Thomas is part of a group called the People’s Party for Independence that’s trying to reverse that trend in crime-ridden Columbus neighborhoods.

Dantrell Atajwe, chairman of the PPI organization, said many of the recent killings stem from poverty and socioeconomic isolation. He said members of PPI work with residents to help keep their neighborhoods clean, safe and organized.

“A lot of the youth of Columbus, Ga., are living in areas with a 40 percent or more poverty level,” he said. “Most of the killings going on in the city are being done by 18- to 25-year-olds. They’re doing it because all of them don’t come from a two-family home. Some of them haven’t eaten in two days. A lot of them don’t have anything to rely on. So anytime they feel disrespected or threatened, the first thing they do is turn to violence, and the violence tends to lead to death.

Data excerpts
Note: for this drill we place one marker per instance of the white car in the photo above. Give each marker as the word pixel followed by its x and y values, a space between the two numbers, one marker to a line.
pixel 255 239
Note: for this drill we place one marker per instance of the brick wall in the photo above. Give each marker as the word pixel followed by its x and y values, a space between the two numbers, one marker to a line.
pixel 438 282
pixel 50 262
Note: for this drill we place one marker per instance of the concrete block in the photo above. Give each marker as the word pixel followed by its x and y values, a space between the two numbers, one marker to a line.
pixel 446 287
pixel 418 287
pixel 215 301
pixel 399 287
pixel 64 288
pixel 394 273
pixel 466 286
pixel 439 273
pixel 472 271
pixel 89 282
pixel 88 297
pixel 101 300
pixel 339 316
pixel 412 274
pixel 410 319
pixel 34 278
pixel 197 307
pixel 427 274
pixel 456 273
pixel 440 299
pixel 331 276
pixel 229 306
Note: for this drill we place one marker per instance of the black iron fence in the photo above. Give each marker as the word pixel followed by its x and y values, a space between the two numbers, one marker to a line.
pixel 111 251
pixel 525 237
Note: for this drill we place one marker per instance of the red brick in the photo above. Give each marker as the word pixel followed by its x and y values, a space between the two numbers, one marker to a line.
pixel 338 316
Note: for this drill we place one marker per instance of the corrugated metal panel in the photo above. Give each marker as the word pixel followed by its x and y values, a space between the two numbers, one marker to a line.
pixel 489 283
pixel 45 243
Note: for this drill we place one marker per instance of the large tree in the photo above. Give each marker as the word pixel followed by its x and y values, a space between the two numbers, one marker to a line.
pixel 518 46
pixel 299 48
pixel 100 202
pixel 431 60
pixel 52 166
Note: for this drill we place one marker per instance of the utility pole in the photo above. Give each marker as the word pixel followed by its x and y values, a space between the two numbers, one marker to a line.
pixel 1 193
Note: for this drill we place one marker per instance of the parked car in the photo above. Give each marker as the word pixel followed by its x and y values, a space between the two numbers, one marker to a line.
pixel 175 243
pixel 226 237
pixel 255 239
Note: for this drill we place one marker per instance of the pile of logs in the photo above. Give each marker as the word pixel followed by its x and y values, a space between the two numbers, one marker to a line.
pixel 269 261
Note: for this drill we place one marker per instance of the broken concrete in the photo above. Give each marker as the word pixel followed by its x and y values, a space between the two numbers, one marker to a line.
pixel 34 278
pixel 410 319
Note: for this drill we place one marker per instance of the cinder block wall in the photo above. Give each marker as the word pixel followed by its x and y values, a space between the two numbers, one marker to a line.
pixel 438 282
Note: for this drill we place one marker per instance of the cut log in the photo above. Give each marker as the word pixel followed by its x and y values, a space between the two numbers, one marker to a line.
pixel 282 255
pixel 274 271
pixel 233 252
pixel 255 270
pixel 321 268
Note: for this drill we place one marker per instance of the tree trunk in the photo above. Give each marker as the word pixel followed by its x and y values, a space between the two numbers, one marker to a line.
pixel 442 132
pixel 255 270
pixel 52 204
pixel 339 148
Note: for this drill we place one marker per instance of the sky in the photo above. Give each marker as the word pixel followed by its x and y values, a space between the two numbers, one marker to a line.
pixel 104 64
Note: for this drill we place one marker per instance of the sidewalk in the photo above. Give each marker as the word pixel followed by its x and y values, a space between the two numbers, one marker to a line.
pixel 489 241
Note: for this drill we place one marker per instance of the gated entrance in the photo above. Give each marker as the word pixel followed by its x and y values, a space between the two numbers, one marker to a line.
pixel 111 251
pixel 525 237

Exercise details
Summarize the excerpt about the People's Party for Independence in two sentences.

Written reply
The People's Party for Independence is a group active in crime-ridden Columbus neighborhoods, where its members work with residents to keep those neighborhoods clean, safe and organized. Its chairman, Dantrell Atajwe, said many recent killings stem from poverty and socioeconomic isolation and are mostly committed by 18- to 25-year-olds who have little to rely on and turn to violence when they feel disrespected or threatened.